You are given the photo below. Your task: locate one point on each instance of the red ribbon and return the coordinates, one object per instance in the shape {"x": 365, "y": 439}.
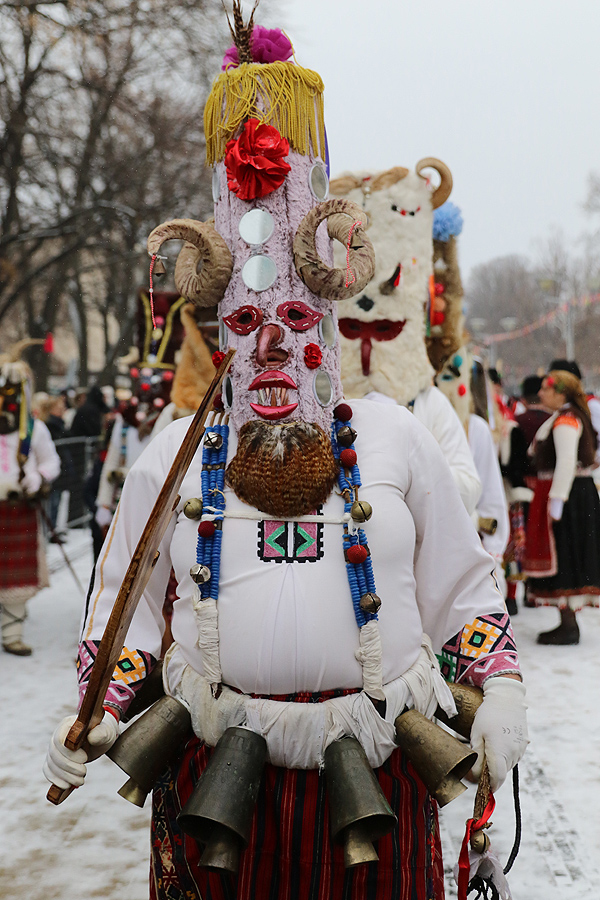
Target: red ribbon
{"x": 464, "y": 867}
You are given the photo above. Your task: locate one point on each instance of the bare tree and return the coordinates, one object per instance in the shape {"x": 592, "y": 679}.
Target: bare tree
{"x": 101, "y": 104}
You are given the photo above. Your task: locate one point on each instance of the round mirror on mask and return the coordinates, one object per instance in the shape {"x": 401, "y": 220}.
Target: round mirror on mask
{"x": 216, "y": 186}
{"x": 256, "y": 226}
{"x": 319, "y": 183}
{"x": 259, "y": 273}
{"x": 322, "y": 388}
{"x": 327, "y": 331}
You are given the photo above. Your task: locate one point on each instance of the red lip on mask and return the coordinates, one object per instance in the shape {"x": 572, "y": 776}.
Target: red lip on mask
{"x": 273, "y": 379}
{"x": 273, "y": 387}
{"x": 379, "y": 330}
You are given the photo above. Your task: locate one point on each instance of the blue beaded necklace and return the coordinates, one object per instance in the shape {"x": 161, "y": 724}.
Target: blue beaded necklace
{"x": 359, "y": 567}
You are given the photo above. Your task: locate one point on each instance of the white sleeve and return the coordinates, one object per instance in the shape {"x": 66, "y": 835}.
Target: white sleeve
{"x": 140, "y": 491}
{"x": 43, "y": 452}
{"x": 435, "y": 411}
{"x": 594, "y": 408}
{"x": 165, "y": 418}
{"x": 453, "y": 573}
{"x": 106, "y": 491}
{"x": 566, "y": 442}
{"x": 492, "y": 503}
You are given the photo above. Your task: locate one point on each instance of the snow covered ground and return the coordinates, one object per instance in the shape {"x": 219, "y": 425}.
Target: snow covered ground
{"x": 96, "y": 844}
===
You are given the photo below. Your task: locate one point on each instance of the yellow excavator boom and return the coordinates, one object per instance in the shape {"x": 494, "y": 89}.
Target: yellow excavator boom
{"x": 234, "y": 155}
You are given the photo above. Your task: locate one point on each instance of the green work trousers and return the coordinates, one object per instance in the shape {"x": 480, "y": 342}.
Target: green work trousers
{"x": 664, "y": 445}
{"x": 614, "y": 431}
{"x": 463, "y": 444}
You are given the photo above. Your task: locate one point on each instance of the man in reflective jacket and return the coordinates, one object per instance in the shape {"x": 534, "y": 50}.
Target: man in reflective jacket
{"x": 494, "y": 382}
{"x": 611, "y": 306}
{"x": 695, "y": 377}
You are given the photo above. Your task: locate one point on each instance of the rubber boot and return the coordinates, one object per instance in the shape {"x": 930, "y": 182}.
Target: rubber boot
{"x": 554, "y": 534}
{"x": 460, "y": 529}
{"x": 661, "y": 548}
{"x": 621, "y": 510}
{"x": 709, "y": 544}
===
» **What to do**: Report each line above that contains the word "covered", copying every such line in full.

» **Expected output**:
You are given the photo above. Your task: locate one point on each instance of the snow covered ground and return the coordinates, one object per instance in the shape {"x": 219, "y": 425}.
Target: snow covered ground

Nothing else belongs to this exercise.